→ PROBLEM TO SOLVE
Exact repetition is the task: copy every entry below.

→ TASK INPUT
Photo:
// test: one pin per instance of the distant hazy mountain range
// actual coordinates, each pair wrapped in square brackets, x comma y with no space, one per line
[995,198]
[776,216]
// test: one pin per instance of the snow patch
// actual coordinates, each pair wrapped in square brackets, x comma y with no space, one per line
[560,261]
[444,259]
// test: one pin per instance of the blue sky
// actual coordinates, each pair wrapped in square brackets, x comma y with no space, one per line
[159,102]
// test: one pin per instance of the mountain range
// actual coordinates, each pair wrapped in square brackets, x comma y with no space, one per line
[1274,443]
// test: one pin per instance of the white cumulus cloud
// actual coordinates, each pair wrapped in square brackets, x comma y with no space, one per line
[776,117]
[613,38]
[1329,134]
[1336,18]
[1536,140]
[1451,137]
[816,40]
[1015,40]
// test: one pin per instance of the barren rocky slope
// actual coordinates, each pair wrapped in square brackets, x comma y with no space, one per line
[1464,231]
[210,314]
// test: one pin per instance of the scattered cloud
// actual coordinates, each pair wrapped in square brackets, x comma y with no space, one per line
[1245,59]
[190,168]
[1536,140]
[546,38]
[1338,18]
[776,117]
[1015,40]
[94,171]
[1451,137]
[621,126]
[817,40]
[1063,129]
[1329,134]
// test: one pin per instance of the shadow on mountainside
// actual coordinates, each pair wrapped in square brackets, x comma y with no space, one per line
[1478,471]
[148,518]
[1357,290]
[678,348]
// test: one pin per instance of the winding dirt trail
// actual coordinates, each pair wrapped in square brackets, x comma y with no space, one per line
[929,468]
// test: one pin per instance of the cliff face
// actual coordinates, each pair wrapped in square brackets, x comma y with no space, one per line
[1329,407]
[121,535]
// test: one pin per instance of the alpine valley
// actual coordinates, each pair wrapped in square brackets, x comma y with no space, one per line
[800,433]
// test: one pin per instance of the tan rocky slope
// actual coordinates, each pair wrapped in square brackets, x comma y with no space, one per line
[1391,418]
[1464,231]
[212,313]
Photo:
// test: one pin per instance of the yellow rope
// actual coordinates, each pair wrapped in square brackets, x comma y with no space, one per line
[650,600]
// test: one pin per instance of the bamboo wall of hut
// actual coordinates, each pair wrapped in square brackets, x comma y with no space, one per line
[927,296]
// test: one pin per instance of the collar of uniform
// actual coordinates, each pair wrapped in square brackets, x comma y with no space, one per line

→ FINISHED TASK
Photo:
// test: one pin per instance of the distant hazy mountain range
// actual coordinates, each pair wrapped in square brackets, x comma y with no space, one per line
[995,198]
[776,216]
// test: one pin per instance of the snow patch
// actual coordinates, each pair wrapped in square brackets, x comma y with no space, one per line
[560,261]
[444,259]
// test: one pin per instance of the blue sky
// actual coordinates, each pair wrapped in square brackets, x comma y with no space, one per line
[159,102]
// test: one pin per instance of the mountain range
// actual coordinates, each pair wrapped in square brackets, x comma y with no space, one per line
[1274,443]
// test: one pin per instance of the white cumulus cloud
// actual coordinates, each pair wrapped in square brackets, x comma y with no space, one per line
[776,117]
[613,38]
[1329,134]
[1336,18]
[1536,140]
[1451,137]
[816,40]
[1015,40]
// test: one pin per instance of the barren rocky slope
// actual coordinates, each pair wrapped in square brackets, x comma y with no space, one per line
[1464,231]
[210,314]
// test: one pin per instance of the scattered cloud
// actual coordinates, each pair wrapped in square brackets, x comma y with no space, one per line
[1245,59]
[190,168]
[1536,140]
[546,38]
[1338,18]
[776,117]
[1015,40]
[94,171]
[1451,137]
[621,126]
[817,40]
[1063,129]
[1329,134]
// test: one pin per instance of the shadow on mountainside
// actual coordinates, each pair wrapped in square brackets, x comma y with no space, one per line
[1478,471]
[148,518]
[1357,290]
[678,348]
// test: one pin per instance of the winding dirt trail
// actual coordinates, each pair wrapped in square brackets, x comma y with no space, one per line
[929,468]
// test: one pin per instance of the cliff face
// actual coordinates, each pair wrapped in square brackets, x comma y with no space, one per line
[1329,407]
[121,535]
// test: one pin per instance of the alpine valley
// actual coordinates, each pair wrapped in square brackets, x comma y with no space, one per line
[800,433]
// test: one pin per instance of the tan rocky slope
// actual coordinates, each pair wrapped in square brackets, x comma y with no space, one per line
[1391,418]
[1464,231]
[212,313]
Photo:
// test: one pin per instance of the yellow rope
// actual coordinates, each pair wrapped in square brackets, x comma y with no space, one per line
[650,600]
// test: one pin per instance of the bamboo wall of hut
// actual coordinates, each pair wrapped in square brackets, x comma y with no space, one per line
[927,296]
// test: one pin per instance of the collar of uniform
// actual coordinates, each pair wrapped in square brackets, x comma y with no space, one per line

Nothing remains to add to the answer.